Job
Copy the data below word for word, keeping every line in its original order.

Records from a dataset
════════
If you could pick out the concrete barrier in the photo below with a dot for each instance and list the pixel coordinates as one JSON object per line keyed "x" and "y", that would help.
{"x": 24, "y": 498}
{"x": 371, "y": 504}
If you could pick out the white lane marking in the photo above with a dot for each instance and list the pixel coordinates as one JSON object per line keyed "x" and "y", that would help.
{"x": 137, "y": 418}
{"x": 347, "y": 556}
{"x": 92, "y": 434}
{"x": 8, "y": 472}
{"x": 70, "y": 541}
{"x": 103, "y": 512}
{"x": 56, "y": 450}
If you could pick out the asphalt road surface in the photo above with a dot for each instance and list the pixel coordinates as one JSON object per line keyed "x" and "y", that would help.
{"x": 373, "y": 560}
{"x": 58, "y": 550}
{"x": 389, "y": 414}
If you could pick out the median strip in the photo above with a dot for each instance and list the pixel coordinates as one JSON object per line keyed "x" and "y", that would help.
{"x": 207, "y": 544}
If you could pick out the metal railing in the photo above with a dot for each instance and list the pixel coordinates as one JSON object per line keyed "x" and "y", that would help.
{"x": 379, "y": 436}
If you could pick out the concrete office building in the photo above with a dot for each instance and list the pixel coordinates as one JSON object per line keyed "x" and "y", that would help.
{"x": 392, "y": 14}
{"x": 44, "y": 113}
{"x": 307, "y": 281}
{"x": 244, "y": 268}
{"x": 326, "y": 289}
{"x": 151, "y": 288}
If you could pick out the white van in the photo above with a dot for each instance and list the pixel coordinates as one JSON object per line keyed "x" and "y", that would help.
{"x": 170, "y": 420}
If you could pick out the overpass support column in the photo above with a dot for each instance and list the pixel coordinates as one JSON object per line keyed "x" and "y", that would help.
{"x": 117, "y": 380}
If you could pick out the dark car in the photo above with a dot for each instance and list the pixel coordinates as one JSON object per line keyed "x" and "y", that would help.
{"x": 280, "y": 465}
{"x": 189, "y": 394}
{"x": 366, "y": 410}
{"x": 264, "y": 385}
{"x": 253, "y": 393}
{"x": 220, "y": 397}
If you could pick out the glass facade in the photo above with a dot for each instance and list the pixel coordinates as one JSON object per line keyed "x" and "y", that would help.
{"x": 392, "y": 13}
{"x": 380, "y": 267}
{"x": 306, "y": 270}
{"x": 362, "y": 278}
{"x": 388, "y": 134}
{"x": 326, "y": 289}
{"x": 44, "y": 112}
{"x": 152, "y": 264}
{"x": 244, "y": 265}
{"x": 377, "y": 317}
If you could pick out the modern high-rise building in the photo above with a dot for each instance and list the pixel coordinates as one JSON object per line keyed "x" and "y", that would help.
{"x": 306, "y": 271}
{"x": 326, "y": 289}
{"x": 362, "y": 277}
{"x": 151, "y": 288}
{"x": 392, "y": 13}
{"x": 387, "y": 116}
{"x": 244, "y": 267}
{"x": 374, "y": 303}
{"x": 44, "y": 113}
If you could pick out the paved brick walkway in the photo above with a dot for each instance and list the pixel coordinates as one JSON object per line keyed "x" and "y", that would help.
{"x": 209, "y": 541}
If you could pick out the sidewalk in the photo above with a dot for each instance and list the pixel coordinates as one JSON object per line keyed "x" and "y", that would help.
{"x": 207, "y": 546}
════════
Result of this task
If you could pick out the concrete barrier in the photo below with a dot for each instance and list the pixel coordinates as one JSON object per line keyed "x" and "y", that would help.
{"x": 24, "y": 498}
{"x": 371, "y": 504}
If you could pick out the white lane marking in the photo above with a dot for each instance and list the pixel coordinates as one JSON object per line keyed "x" and "y", that would help.
{"x": 137, "y": 418}
{"x": 347, "y": 556}
{"x": 92, "y": 434}
{"x": 8, "y": 472}
{"x": 70, "y": 541}
{"x": 103, "y": 512}
{"x": 56, "y": 450}
If you could pick out the asphalt road surface in the photo above with a dot for each instance and list the pixel coordinates as one JSON object per line keyed "x" and "y", that would help.
{"x": 373, "y": 560}
{"x": 58, "y": 550}
{"x": 389, "y": 414}
If you could pick out the median strip in the photo above with a dot for each instance and list the pixel coordinates as one JSON object per line keyed "x" and "y", that would help.
{"x": 207, "y": 544}
If you could pick out the metal railing in the photo above with a dot for each instance and list the pixel coordinates as one JSON object per line keyed "x" and "y", that would help.
{"x": 379, "y": 436}
If you could pick out the concrete office building in the photo above with a dot for each instance and list the pixel coordinates as one JSON object per line keyed "x" and "y", that would help.
{"x": 392, "y": 14}
{"x": 44, "y": 113}
{"x": 307, "y": 281}
{"x": 244, "y": 268}
{"x": 326, "y": 289}
{"x": 151, "y": 288}
If you could pick out the white van in the photo above with a dot for each instance and list the pixel coordinates as one JSON object per line keyed "x" and "y", that would help.
{"x": 170, "y": 420}
If you could pick out the overpass support column in the photo above with a dot for each instance and list the pixel coordinates as one JSON object per line keyed "x" and "y", that would help.
{"x": 117, "y": 380}
If you could pick out the dark car in the photo above with a dot for each instance and list the pixel coordinates as one JSON object per line keyed "x" and "y", that would help.
{"x": 280, "y": 465}
{"x": 189, "y": 394}
{"x": 366, "y": 410}
{"x": 264, "y": 385}
{"x": 253, "y": 393}
{"x": 220, "y": 397}
If you could pick out the glass facade in the photo above with a dot for each instance and list the pixel coordinates as one JSON object per line keyed "x" and "y", that would help.
{"x": 392, "y": 13}
{"x": 380, "y": 267}
{"x": 306, "y": 270}
{"x": 362, "y": 278}
{"x": 388, "y": 134}
{"x": 326, "y": 289}
{"x": 44, "y": 112}
{"x": 152, "y": 264}
{"x": 244, "y": 265}
{"x": 377, "y": 317}
If you could pick out the modern high-rise building in the photo above with a dot for each instance and list the pixel coordinates as one JSON object per line keyed "x" and "y", that would help.
{"x": 306, "y": 271}
{"x": 326, "y": 289}
{"x": 362, "y": 277}
{"x": 151, "y": 288}
{"x": 392, "y": 13}
{"x": 387, "y": 116}
{"x": 244, "y": 267}
{"x": 374, "y": 303}
{"x": 44, "y": 113}
If you could pick out the paved brick walkway in the photo above with a dot for each instance and list the pixel coordinates as one JSON object per line keyed "x" and "y", that would help.
{"x": 209, "y": 541}
If you could pick out the sidewalk in the photo above with a dot for each instance and list the pixel coordinates as one JSON object per line keyed "x" and "y", that would help.
{"x": 207, "y": 546}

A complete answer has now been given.